● **Task prompt**
Please print the whole listing again, exactly as shown.

● **Input records**

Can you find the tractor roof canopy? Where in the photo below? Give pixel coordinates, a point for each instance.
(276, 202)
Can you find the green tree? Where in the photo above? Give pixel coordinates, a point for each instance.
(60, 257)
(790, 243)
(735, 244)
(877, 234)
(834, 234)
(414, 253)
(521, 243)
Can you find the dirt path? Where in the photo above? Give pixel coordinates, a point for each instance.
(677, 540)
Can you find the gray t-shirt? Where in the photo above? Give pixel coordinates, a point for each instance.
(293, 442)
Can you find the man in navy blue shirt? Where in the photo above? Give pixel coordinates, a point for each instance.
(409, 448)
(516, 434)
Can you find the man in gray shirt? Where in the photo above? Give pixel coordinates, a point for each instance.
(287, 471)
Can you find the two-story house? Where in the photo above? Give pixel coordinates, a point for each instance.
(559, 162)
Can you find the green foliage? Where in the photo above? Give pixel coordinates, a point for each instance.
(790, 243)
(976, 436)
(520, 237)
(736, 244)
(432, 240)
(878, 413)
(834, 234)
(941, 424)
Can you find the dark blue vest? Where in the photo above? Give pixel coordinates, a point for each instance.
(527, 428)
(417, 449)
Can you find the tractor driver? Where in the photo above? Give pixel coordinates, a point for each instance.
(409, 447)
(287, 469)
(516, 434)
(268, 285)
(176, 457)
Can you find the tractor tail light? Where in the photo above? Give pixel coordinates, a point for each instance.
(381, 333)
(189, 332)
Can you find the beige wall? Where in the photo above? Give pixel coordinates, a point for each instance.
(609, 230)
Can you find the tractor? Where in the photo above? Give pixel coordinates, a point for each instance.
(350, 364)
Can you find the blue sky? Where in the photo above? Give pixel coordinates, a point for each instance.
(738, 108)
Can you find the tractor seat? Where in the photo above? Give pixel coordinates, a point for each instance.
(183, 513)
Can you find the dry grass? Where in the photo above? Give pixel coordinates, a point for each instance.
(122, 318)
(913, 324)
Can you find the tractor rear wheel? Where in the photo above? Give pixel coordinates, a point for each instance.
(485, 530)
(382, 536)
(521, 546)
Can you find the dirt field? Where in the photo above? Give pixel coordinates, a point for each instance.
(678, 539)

● **Answer**
Can you find the tractor roof canopy? Where in the photo below? Give pixel coordinates, a point for each instance.
(276, 202)
Can you find the green tree? Where in the photo above? Give pixel coordinates, a point for each instance.
(60, 257)
(790, 243)
(735, 244)
(877, 234)
(834, 234)
(414, 253)
(521, 243)
Can you find the dirt path? Where in the photo above? Give pixel coordinates, a point for each instance.
(677, 540)
Can you find the gray t-shirt? Where in the photo above? Give pixel coordinates, a point for each instance.
(293, 442)
Can you find the man in navy blue shirt? Where in the photo above? Give pixel coordinates, a point for each instance.
(409, 448)
(516, 434)
Can you find the man in gray shirt? Where in the photo above? Give pixel coordinates, a point for each instance.
(287, 471)
Can you find the two-story house? Where in the photo above? Give pixel coordinates, a point for each instance.
(559, 162)
Can you find the green foliage? Where in the photo above? Give pixel coordinates, a point for each instance.
(790, 243)
(976, 436)
(520, 237)
(736, 244)
(432, 240)
(878, 413)
(834, 234)
(941, 424)
Can you find the dark blue vest? Where in the photo above? Give pixel coordinates, a point for each instance.
(527, 428)
(417, 449)
Can you find the tractor driver? Where in the photo above? Give pixel coordinates, a point for each instance.
(409, 447)
(287, 469)
(516, 434)
(268, 285)
(176, 457)
Can you find the tractor tail light? Where in the photo above? Give pixel coordinates, a point for each instance.
(381, 333)
(189, 332)
Can you find the beige wall? Where in the photo above? Give pixel coordinates, a point for each instance.
(609, 230)
Can you find the tractor? Where in the photo above? Give pixel coordinates, a point for each instance.
(350, 364)
Can you find the blue sky? Where in the photo above? Give pixel coordinates, a point for each instance.
(738, 108)
Can you find the tractor seat? Where in the photo above? Give pixel coordinates, a point for each instance.
(183, 513)
Can you find the dry grass? Where in the photo above? Give pixel coordinates, a point for each instance.
(122, 318)
(913, 324)
Can you find the tractor rear wheel? Where in the photo above? Give pixel coordinates, a point for each instance.
(485, 530)
(382, 536)
(521, 546)
Can you find the dirt field? Where in the photo above? Give pixel coordinates, a point for each instance.
(678, 539)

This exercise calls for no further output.